» Reading passage:
####

The overwhelming majority of us are destitute, conflicted, outcast, and inhabit a general state of unhappiness because dreams and reality aren’t the same thing. The idea of being a writer looks nothing like the reality. Only for an anointed few is this not the case.

I’m not going to bore you with sad  number-crunching; suffice it to say that there are about three million people trying to enter gates that will only allow a few hundred to enter at any given time. If you’ve ever been in a big city, then the idea of a traffic jam of these proportions should make you think twice, and then ten more times, about wanting to be a writer. Because we’re all trying to enter the same gate, and there’s not enough room for everyone. There’s bickering and thirst and sometimes murder in the long hot wait.

If you want to be a writer, then write poems and love songs for your partner, write short stories and epic novels that take decades to compose, infused with joy and hope and thousands of hours of research and plotting and honing. Rewrite everything as many times as you can until you have stomped the love out of each line and eroded the originality and voice which made them true in the first place.

####

» Data for processing:
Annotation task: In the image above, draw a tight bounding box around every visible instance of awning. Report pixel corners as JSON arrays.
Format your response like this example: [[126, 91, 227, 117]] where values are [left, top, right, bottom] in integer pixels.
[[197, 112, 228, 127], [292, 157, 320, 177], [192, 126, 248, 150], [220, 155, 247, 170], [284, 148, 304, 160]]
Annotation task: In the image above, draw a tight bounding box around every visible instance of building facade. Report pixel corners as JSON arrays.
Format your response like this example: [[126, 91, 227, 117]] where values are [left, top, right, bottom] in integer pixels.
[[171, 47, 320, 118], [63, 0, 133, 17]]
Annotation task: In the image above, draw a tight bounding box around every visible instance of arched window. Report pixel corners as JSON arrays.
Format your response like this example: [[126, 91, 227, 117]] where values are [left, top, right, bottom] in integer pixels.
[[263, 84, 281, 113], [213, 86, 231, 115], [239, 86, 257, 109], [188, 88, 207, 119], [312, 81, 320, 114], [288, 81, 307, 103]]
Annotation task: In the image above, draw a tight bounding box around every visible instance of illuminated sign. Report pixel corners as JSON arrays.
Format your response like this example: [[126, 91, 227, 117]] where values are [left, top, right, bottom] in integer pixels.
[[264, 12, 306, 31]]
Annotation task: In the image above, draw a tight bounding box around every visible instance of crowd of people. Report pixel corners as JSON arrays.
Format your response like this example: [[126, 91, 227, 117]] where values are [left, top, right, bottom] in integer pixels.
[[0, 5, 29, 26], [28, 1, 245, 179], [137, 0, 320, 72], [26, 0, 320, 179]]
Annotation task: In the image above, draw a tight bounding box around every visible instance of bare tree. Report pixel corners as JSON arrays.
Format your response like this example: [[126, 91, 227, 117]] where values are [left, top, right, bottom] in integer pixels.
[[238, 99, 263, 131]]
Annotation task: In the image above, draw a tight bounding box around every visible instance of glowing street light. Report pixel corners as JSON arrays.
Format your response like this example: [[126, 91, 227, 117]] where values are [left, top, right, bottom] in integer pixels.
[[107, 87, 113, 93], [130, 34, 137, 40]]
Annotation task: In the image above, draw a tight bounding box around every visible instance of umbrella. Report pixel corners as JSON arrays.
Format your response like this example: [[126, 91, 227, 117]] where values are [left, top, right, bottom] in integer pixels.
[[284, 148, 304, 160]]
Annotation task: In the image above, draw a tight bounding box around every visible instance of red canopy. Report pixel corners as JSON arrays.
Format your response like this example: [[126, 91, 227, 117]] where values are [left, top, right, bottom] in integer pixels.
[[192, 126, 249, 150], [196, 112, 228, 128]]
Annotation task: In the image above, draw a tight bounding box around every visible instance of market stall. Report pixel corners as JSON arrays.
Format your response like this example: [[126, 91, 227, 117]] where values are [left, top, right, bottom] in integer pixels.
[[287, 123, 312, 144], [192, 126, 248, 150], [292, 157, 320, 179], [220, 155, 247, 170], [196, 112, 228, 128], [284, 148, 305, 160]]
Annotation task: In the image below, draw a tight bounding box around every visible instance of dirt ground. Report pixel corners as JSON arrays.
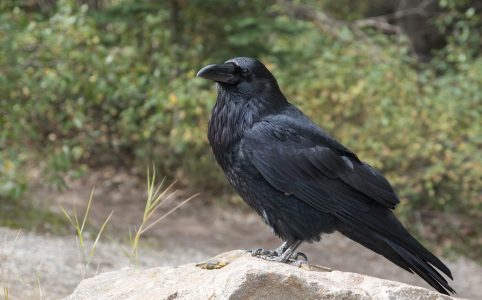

####

» Problems to solve:
[1] From the entries, list as a numbered list the lines from the one with "window. Report pixel corners as JSON arrays." through the one with "81, 307, 103]]", leaving out any blank lines.
[2] Write the next part of the passage about wanting to be a writer, continuing from its final sentence.

» Exercise results:
[1]
1. Annotation task: In the image above, draw a tight bounding box around every visible instance of arched window. Report pixel corners as JSON arrays.
2. Format your response like this example: [[126, 91, 227, 117]] where values are [left, top, right, bottom] in integer pixels.
3. [[263, 84, 281, 113], [213, 86, 231, 115], [239, 86, 257, 109], [188, 88, 207, 119], [312, 81, 320, 114], [288, 81, 307, 103]]

[2]
Chase trends and listen to talking heads and bow down to the powers that seem to be, attend seminars and workshops while other people who want to be writers, and people who thought they wanted to be authors but who decided that being a critic is a better path, destroy your dream.

That’s the wanting to be a writer part. Don’t do it.

If you are a writer, though, then you have no choice. I applaud your belief and audacity and will cheer you on when things are glorious and your work is praised by the wise and mocked by fools. Writers write because they must; the money is the grand prize, but the reward for a writer comes also in the joy of the writing itself.  Mostly, that’s likely not going to happen, and at some point, writers must come to grips with that. Cold, hard, truth. Many iconic writers died in obscurity and poverty.

If you are a writer, then this truth doesn’t matter; you remain undaunted.  You will put your butt in a chair and crank out stories. You will research and you will write. You will rewrite. And rewrite again and again.. You cut the things that you were certain were brilliant. Slash pages and paragraphs. Of course, you have to write them before you can cut them.

I’m a writer, and I wouldn’t recommend being one. For those who can’t help themselves, take heed. It’s a long, brutal road.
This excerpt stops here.